TO DO —
Copy the items word for word, starting at the line that contains "point: man in" and continuing through the end of the items.
### STORED ROWS
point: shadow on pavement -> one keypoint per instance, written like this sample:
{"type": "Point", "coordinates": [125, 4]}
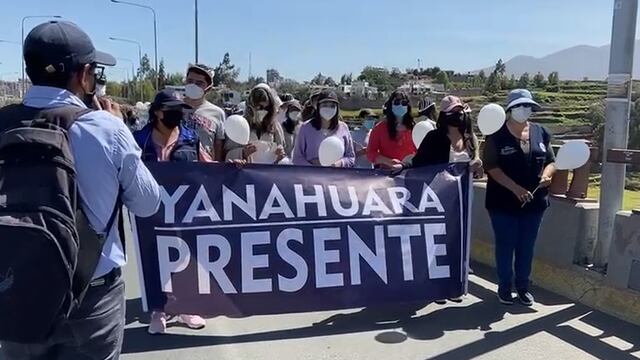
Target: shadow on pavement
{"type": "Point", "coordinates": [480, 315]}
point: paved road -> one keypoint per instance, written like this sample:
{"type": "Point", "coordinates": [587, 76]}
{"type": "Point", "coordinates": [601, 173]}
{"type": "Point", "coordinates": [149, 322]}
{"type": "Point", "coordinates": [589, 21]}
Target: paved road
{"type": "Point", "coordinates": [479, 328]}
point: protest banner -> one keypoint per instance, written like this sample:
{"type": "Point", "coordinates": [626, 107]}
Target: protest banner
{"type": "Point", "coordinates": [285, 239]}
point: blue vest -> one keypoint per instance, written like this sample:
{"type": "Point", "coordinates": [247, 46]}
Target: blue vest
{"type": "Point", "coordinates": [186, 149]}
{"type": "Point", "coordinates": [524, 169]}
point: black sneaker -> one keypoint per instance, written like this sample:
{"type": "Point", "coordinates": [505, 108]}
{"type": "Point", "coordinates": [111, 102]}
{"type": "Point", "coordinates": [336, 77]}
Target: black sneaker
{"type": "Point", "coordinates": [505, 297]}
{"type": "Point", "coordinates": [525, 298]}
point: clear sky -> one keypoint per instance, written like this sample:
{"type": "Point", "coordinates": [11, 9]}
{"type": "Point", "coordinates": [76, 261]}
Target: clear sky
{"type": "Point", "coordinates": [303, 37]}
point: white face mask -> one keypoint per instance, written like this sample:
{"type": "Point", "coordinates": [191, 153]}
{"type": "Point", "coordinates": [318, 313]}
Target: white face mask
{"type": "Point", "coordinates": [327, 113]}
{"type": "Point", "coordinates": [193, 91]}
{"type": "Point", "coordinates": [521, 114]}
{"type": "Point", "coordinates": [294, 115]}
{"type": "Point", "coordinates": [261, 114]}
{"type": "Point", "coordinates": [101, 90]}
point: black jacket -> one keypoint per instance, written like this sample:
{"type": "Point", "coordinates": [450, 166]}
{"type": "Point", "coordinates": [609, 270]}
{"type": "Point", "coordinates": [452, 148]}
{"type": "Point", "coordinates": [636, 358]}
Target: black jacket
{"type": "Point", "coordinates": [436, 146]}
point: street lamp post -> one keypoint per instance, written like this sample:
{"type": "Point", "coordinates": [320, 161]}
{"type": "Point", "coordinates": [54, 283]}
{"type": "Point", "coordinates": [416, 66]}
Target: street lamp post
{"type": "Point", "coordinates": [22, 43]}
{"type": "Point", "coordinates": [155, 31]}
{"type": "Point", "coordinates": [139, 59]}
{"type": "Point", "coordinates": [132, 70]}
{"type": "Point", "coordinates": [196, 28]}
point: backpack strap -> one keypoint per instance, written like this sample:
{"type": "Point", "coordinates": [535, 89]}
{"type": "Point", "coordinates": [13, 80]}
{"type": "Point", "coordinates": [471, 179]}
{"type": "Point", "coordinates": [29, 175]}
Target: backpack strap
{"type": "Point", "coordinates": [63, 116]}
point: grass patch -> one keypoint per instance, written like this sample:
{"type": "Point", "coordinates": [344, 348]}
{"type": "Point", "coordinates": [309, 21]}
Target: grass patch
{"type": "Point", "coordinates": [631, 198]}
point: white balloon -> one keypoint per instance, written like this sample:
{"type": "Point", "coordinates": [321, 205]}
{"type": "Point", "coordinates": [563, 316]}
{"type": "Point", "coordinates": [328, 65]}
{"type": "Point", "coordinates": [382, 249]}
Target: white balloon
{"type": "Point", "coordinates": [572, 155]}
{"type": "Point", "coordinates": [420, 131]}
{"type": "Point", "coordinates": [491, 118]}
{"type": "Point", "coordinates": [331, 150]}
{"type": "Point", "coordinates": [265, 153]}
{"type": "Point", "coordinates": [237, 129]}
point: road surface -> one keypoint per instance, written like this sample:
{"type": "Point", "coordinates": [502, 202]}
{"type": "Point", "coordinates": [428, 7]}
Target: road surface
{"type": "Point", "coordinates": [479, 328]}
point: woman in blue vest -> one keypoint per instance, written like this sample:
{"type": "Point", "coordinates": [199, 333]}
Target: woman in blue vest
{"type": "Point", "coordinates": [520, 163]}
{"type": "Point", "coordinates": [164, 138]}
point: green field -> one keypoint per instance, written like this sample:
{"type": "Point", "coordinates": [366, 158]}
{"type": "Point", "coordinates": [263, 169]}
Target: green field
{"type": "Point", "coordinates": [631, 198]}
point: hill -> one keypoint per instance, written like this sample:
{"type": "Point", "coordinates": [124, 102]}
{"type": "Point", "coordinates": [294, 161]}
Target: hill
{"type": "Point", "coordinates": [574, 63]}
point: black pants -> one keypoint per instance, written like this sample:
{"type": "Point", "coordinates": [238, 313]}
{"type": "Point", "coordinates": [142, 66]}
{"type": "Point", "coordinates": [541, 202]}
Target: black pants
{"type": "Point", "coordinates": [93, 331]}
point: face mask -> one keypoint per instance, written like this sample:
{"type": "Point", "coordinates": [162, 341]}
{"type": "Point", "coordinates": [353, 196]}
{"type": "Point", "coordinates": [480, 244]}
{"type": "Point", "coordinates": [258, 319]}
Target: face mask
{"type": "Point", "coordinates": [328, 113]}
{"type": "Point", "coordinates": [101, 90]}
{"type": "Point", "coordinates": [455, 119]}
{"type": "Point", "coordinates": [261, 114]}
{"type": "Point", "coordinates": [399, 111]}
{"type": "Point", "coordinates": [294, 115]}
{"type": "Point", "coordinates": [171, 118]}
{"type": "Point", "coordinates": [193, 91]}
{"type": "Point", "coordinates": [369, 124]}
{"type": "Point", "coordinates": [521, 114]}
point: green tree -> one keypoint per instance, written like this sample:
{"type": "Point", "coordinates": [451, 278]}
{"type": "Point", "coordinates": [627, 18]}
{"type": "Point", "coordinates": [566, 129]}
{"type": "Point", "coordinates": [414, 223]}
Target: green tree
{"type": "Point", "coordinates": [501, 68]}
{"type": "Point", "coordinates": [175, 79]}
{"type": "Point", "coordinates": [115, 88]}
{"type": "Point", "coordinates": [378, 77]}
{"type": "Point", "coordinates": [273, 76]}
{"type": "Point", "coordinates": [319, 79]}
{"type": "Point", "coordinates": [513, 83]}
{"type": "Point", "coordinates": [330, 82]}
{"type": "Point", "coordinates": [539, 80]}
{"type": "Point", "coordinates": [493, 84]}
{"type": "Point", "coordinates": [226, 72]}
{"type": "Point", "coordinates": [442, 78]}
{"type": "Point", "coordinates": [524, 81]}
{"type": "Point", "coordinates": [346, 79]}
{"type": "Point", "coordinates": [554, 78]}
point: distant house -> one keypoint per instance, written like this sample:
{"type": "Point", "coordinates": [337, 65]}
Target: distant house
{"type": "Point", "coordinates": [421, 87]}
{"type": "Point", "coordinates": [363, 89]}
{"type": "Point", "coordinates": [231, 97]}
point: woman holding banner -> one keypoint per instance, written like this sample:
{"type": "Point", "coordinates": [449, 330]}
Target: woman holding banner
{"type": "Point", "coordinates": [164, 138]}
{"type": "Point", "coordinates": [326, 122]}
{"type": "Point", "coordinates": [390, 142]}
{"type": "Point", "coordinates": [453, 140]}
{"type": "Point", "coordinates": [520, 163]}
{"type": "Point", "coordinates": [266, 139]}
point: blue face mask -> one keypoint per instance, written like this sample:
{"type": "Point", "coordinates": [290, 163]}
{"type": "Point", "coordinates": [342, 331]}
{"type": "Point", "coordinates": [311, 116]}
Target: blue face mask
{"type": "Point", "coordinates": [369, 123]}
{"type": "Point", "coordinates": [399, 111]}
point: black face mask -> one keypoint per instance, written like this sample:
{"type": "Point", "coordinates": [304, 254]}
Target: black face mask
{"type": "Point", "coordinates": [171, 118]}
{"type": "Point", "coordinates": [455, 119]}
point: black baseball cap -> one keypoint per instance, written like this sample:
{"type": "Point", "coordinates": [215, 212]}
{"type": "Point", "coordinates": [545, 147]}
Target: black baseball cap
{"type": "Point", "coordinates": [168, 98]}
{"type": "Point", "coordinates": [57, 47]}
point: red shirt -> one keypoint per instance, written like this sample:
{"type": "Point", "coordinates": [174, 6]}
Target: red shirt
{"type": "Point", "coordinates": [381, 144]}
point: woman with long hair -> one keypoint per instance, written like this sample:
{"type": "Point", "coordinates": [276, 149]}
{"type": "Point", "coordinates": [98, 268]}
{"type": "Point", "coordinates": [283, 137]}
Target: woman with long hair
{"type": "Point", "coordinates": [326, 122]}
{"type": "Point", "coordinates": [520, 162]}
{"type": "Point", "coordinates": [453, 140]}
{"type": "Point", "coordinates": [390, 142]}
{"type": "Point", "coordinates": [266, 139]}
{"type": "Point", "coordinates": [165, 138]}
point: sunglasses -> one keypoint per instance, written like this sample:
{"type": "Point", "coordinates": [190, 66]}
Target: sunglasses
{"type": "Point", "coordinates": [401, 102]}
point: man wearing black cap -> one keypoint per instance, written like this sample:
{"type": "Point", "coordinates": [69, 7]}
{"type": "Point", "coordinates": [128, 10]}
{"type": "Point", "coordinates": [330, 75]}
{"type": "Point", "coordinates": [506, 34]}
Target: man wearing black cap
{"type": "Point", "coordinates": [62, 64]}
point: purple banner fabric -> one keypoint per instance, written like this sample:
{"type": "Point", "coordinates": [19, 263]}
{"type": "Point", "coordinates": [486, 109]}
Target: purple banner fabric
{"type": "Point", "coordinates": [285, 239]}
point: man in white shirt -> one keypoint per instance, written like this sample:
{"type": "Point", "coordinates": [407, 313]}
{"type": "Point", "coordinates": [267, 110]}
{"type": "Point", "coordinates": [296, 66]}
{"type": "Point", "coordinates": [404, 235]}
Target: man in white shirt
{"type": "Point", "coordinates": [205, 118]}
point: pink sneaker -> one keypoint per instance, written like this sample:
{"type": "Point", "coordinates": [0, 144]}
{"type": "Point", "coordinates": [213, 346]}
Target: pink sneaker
######
EXERCISE RESULT —
point: man in white shirt -> one keypoint per instance, written like this sample:
{"type": "Point", "coordinates": [407, 313]}
{"type": "Point", "coordinates": [267, 110]}
{"type": "Point", "coordinates": [296, 66]}
{"type": "Point", "coordinates": [404, 235]}
Target: man in white shirt
{"type": "Point", "coordinates": [205, 118]}
point: pink sneaker -> one keypoint per instance, written like this sample:
{"type": "Point", "coordinates": [0, 144]}
{"type": "Point", "coordinates": [213, 346]}
Target: pink sneaker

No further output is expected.